• [Problem to solve]: Wherever "black" turns up in the entries, copy out the line that holds it.

[[ Source material open ]]

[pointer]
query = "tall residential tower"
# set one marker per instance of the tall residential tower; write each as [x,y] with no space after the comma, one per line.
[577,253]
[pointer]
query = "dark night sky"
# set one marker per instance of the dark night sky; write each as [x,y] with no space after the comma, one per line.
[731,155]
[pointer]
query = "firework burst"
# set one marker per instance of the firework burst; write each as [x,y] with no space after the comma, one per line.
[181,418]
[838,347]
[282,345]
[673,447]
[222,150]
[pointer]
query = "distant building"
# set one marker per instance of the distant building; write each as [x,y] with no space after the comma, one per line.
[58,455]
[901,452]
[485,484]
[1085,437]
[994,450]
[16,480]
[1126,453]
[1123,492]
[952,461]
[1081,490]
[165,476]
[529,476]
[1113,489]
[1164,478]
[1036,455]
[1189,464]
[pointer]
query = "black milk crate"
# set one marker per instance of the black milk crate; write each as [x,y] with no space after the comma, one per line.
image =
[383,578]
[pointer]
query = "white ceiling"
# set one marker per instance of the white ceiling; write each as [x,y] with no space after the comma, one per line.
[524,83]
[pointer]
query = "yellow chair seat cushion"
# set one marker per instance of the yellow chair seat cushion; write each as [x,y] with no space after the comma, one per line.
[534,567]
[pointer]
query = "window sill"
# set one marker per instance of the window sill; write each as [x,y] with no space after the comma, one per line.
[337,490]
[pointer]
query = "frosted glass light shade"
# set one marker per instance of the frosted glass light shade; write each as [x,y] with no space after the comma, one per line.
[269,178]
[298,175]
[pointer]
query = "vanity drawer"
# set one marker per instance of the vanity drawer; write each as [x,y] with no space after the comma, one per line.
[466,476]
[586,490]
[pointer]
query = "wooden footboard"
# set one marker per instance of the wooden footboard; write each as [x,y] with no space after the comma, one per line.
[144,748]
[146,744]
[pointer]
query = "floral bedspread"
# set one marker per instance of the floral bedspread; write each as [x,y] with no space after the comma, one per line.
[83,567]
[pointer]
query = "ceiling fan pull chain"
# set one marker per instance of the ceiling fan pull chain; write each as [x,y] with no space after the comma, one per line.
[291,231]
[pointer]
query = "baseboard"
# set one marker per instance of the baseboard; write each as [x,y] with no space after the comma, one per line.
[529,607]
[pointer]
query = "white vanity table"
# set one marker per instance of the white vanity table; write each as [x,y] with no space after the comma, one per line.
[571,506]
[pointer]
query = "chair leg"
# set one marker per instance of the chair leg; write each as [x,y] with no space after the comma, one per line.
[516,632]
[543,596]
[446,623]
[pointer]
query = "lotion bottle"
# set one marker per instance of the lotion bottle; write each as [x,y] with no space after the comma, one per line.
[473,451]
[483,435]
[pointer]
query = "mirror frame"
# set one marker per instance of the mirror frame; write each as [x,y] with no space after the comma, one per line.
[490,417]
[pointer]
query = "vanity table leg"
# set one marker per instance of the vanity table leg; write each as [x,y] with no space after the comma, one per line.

[[ Source material closed ]]

• [Your response]:
query = "black milk crate"
# set one marker per instance of the black milk crate; write each as [x,y] with no space after the comma, one per line.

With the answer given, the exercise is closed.